» TEXTE EXTRAIT
4. Il résulte de ces dispositions que, même en présence d'un des risques prévisibles énumérés aux articles L. 561-1 et L. 561-3 du code de l'environnement et menaçant gravement des vies humaines, l'autorité administrative n'est pas tenue de mettre en œuvre les procédures d'expropriation ou d'acquisition amiable prévues par ces articles, notamment lorsqu'une mesure de police administrative est suffisante pour permettre de protéger la population ou éviter son exposition au risque.
5. L'application des dispositions relatives à la police municipale citées au point 3 n'excluent pas que l'exploitant d'une installation dont la fermeture a été ordonnée sur leur fondement pour prévenir les accidents et les fléaux calamiteux ainsi que les pollutions de toute nature, soit fondé à demander l'indemnisation du dommage qu'il a subi de ce fait lorsque, excédant les aléas que comporte nécessairement une telle exploitation, il revêt un caractère grave et spécial.

Données de pointage d'objets nommés

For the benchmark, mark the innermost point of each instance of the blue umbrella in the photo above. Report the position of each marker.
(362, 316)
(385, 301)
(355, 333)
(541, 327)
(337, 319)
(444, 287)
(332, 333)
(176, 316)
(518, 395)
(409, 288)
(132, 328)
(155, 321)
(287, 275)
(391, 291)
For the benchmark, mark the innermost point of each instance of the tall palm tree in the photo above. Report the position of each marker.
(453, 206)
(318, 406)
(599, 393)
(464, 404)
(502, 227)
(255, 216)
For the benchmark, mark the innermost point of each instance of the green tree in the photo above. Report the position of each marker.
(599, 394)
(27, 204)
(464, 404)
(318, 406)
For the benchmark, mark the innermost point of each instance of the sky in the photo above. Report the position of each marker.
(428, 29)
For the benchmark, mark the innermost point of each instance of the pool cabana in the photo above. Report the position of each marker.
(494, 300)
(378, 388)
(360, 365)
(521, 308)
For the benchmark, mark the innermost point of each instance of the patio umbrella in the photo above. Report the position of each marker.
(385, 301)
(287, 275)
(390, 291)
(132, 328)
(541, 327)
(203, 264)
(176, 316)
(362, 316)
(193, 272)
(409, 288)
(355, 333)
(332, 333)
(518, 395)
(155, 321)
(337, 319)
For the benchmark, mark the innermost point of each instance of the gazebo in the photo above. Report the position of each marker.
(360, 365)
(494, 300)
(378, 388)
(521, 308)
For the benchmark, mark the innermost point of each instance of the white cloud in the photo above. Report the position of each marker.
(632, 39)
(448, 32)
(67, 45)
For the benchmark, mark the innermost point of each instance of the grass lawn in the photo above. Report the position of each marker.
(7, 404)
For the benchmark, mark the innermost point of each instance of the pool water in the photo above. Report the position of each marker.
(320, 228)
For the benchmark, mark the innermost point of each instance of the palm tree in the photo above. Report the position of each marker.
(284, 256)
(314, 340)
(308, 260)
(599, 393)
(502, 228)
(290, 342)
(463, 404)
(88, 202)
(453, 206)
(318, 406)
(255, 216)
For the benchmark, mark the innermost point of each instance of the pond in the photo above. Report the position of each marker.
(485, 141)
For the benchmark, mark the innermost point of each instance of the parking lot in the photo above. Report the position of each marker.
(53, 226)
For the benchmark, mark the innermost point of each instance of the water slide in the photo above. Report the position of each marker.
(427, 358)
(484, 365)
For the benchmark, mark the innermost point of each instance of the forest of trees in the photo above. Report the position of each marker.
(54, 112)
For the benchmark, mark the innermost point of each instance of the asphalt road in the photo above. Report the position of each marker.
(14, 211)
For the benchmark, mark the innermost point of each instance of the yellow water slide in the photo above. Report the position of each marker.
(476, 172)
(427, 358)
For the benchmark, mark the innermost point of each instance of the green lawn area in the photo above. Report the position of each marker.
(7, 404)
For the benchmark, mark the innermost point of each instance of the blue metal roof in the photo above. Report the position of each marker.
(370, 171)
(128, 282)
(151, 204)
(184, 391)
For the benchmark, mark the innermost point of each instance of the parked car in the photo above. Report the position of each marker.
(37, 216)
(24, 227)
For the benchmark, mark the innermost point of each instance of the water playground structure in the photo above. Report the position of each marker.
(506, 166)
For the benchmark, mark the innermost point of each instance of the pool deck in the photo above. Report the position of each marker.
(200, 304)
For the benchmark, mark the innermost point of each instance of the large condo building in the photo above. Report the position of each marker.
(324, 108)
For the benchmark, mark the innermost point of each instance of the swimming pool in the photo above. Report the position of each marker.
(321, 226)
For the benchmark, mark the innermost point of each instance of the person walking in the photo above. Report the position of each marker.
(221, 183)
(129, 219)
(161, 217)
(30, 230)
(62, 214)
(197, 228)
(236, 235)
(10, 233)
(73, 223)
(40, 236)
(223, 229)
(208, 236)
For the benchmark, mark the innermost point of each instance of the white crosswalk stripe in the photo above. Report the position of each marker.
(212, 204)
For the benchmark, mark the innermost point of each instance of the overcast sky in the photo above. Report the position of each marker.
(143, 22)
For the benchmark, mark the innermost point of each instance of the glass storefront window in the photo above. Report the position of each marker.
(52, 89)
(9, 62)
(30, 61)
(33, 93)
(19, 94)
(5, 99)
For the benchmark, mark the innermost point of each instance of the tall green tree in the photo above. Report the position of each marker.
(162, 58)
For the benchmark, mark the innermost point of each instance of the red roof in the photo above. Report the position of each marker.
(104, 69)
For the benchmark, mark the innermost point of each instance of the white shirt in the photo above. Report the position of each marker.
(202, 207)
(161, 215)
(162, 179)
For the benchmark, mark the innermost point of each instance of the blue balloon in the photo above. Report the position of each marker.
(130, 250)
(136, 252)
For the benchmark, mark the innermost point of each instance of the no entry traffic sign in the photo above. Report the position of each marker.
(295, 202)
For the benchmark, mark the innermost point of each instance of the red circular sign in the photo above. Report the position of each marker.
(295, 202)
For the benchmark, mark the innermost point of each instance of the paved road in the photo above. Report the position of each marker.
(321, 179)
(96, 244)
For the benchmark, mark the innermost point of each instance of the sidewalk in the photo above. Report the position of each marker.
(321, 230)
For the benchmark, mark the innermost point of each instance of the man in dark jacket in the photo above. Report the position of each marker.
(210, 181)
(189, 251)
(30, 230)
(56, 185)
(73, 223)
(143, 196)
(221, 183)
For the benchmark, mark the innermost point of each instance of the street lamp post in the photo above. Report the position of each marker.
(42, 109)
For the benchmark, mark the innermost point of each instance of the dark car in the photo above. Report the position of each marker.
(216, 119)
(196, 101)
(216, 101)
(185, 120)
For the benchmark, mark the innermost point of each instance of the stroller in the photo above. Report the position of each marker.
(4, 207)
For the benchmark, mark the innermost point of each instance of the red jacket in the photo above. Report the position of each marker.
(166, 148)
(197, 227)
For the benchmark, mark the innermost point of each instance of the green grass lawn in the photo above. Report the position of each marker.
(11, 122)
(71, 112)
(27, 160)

» CONSIGNES DE TRAVAIL
1: Dans l'extrait juridique sur l'expropriation et la police municipale, quel caractère le dommage subi par l'exploitant doit-il revêtir pour que celui-ci soit fondé à en demander l'indemnisation ?
2: Rédigez la suite de l'extrait juridique sur l'expropriation et la police municipale à partir de sa dernière phrase.

» RÉPONSES CI-DESSOUS
1: Il doit revêtir un caractère grave et spécial, en excédant les aléas que comporte nécessairement une telle exploitation.

2:
6. Il résulte de ce qui est dit au point 4 qu'en jugeant que le refus de faire application des articles L. 561-1 et L. 561-3 du code de l'environnement n'était pas illégal dès lors que le risque d'effondrement et d'affaissement du terrain dû à une cavité souterraine et menaçant gravement les vies humaines pouvait être évité par des mesures de police de fermeture temporaire ou définitive du camping, que l'autorité administrative pouvait légalement prendre sur le fondement du 5° de l'article L. 2212-2 du code général des collectivités territoriales, la cour administrative d'appel n'a pas entaché son arrêt d'une erreur de droit. En estimant que les mesures de police étaient en l'espèce suffisantes pour assurer la prévention du dommage, la cour a porté sur les faits de l'espèce une appréciation souveraine exempte de dénaturation. Enfin, en faisant référence à un arrêté du 3 février 2016 du préfet de la Dordogne fermant définitivement le camping au public, postérieur à la décision attaquée, la cour, qui ne s'est pas fondée sur cette décision, n'a en tout état de cause pas commis d'erreur de droit.
7. Il résulte de ce qui précède que la société Le Cro Magnon n'est pas fondée à demander l'annulation de l'arrêt qu'elle attaque. Par suite, son pourvoi doit être rejeté, y compris les conclusions présentées sur le fondement de l'article L. 761-1 du code de justice administrative.
D E C I D E :
Article 1er : Le pourvoi de la société Le Cro Magnon est rejeté.
Article 2 : La présente décision sera notifiée à la société Le Cro Magnon et à la ministre de la transition écologique et solidaire. »
La loi du 2 février 1995 n°95-101 relative au renforcement de la protection de l’environnement a permis la création du fonds de prévention des risques naturels majeurs et l’institution de plans de prévention des risques naturels prévisibles.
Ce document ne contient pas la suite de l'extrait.